■ Work to do
Reproduce every one of the following rows verbatim.

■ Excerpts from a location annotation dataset
________________________________________

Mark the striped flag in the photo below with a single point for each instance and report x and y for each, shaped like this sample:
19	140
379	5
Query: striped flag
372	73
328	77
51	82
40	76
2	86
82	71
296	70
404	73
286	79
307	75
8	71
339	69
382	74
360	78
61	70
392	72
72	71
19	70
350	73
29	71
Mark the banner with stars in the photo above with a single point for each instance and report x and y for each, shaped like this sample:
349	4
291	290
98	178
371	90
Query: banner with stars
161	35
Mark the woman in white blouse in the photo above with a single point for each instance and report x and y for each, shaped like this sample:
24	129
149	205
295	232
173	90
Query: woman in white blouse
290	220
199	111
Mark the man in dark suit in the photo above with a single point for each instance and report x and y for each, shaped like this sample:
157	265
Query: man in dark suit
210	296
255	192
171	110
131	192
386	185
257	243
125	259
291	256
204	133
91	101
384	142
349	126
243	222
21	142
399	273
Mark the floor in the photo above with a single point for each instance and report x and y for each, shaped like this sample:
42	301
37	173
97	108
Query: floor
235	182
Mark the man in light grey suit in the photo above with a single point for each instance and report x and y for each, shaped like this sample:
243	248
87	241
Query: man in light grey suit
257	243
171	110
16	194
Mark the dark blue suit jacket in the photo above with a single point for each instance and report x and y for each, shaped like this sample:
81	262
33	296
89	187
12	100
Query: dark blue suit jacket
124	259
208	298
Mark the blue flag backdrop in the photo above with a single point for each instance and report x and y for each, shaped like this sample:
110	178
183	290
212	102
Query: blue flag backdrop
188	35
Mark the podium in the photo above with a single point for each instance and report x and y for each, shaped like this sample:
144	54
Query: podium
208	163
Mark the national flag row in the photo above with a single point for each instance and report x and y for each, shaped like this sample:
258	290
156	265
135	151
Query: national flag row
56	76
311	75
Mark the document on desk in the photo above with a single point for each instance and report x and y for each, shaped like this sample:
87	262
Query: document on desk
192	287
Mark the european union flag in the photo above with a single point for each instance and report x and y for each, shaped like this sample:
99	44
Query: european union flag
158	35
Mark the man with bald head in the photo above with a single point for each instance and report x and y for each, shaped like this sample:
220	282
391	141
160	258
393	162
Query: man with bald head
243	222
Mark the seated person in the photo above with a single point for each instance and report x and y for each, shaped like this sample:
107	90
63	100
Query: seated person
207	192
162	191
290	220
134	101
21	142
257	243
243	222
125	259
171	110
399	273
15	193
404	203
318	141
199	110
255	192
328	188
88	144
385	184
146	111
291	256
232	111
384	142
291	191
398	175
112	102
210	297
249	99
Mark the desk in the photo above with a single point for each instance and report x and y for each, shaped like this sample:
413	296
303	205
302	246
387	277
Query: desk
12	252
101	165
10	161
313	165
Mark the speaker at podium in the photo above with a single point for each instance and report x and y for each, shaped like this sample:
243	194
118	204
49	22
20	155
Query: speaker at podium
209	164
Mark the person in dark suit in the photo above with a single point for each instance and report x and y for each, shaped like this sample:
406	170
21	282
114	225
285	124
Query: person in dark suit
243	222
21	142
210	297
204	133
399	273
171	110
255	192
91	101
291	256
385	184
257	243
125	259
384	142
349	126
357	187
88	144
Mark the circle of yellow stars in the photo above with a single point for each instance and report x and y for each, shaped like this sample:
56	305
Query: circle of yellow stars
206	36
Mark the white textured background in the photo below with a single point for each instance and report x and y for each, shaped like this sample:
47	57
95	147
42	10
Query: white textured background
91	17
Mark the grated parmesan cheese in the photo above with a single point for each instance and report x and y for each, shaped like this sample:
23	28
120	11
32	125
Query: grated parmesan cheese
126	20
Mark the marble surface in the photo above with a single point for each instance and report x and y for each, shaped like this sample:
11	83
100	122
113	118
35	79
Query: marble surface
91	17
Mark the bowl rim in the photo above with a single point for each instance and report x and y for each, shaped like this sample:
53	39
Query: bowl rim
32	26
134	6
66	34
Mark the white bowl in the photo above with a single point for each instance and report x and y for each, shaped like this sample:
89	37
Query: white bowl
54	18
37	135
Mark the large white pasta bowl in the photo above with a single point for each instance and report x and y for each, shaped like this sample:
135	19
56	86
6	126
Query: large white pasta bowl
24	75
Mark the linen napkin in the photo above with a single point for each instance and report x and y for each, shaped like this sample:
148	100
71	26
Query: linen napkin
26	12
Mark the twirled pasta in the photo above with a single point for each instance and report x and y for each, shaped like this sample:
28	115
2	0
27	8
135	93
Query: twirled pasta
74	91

________________________________________

■ Final answer
Mark the striped flag in the photo below with a single point for each instance and report x and y for each, shaped like this sample:
19	140
379	5
Query: striped flag
372	73
328	77
51	82
40	76
2	86
82	71
296	70
404	73
286	79
307	75
8	71
339	69
382	74
360	78
61	70
392	72
72	71
19	70
350	73
29	71
Mark the banner with stars in the photo above with a single point for each instance and report x and y for each, shaped like this sample:
349	4
291	290
98	178
371	90
Query: banner with stars
161	35
Mark the woman in white blouse in the photo above with a single point for each instance and report x and y for each, shaped like this sample:
24	129
149	205
295	232
173	90
Query: woman in white blouse
290	220
199	111
Mark the man in dark suit in the photo above with a single point for each instance and report x and y for each, shaped like this sample:
157	265
Query: man in dark suit
210	296
255	192
171	110
131	192
386	185
257	243
125	259
291	256
204	133
91	101
384	142
349	126
243	222
21	142
399	273
Mark the floor in the photo above with a single point for each instance and report x and y for each, shaped like this sample:
42	301
37	173
97	108
Query: floor
235	182
Mark the man in light grey suit in the photo above with a single point for each instance and report x and y for each, shaped like this sample:
243	248
87	241
Query: man in light grey suit
257	243
171	110
16	194
Mark the dark blue suit jacket in the photo above with a single point for each instance and report x and y for each, shaped like this sample:
81	262
33	296
89	187
12	100
Query: dark blue suit jacket
124	259
208	298
Mark the blue flag backdrop in the photo above with a single point for each instance and report x and y for each, shaped like this sample:
110	178
183	290
212	102
Query: blue flag backdrop
188	35
Mark the podium in the photo above with a single point for each instance and report x and y for each, shaped like this sample:
144	54
Query: podium
208	163
Mark the national flag row in the photo above with a single point for each instance and report x and y for each, shaped like this sample:
258	290
156	265
135	151
Query: national flag row
56	76
311	75
Mark the document on desk in the photo above with a single point for each instance and report x and y for each, shaped like this sample:
87	262
Query: document on desk
192	287
Mark the european union flag in the photo above with a single point for each instance and report x and y for each, shaped like this sample:
99	44
Query: european union flag
158	35
Mark the man with bald head in the photo above with a single point for each instance and report x and y for each, shaped like this sample:
220	282
391	141
160	258
393	162
Query: man with bald head
243	222
Mark the seated person in the photo above with a single point for each instance and report x and y for each, shaped like this sample:
107	90
63	100
Query: seated person
207	192
162	191
290	220
134	101
21	142
257	243
243	222
125	259
171	110
399	273
15	193
404	203
318	141
199	110
255	192
328	188
88	144
385	184
146	111
291	256
232	111
384	142
291	191
398	175
112	102
210	297
249	99
Mark the desk in the photo above with a single point for each instance and report x and y for each, shaped like this sample:
413	296
303	205
302	246
387	277
Query: desk
12	252
101	165
10	161
313	165
Mark the speaker at podium in the photo above with a single point for each instance and report x and y for each, shaped like this sample:
243	194
118	204
49	22
20	155
Query: speaker at podium
209	164
Mark the person in dark suit in the photo above with a single point for each instance and report x and y for each, shaped like this sample:
406	170
21	282
114	225
285	124
Query: person in dark suit
243	222
21	142
210	297
204	133
399	273
171	110
255	192
91	101
291	256
385	184
257	243
125	259
384	142
349	126
357	187
88	144
Mark the circle of yellow stars in the photo above with a single point for each instance and report x and y for each, shaped like this sample:
56	305
Query: circle of yellow stars
206	36
Mark the white textured background in the photo below with a single point for each instance and report x and y for each, shaped like this sample:
47	57
95	147
42	10
Query: white textured background
91	17
Mark the grated parmesan cheese in the photo above with a single point for each instance and report x and y for each, shaped like this sample:
23	28
120	11
32	125
Query: grated parmesan cheese
126	20
Mark the marble surface in the photo above with a single point for each instance and report x and y for each, shaped like this sample:
11	83
100	122
113	118
35	79
Query: marble surface
91	17
Mark the bowl rim in the photo above with a single point for each instance and report x and y for each, shaped like this sample:
53	39
Query: bowl rim
32	26
134	6
66	34
Mark the white bowl in the photo above with a single point for each instance and report x and y for each, shaped like this sample:
89	37
Query: white bowl
54	18
37	135
Mark the large white pasta bowl in the photo above with a single point for each instance and report x and y for each, shaped like this sample:
135	19
56	86
6	126
Query: large white pasta bowl
24	75
Mark the linen napkin in the photo above with a single point for each instance and report x and y for each, shaped like this sample:
148	100
71	26
Query: linen napkin
26	12
Mark the twirled pasta in the photo above with a single point for each instance and report x and y for each, shaped like this sample:
28	115
2	0
27	8
135	93
Query: twirled pasta
74	91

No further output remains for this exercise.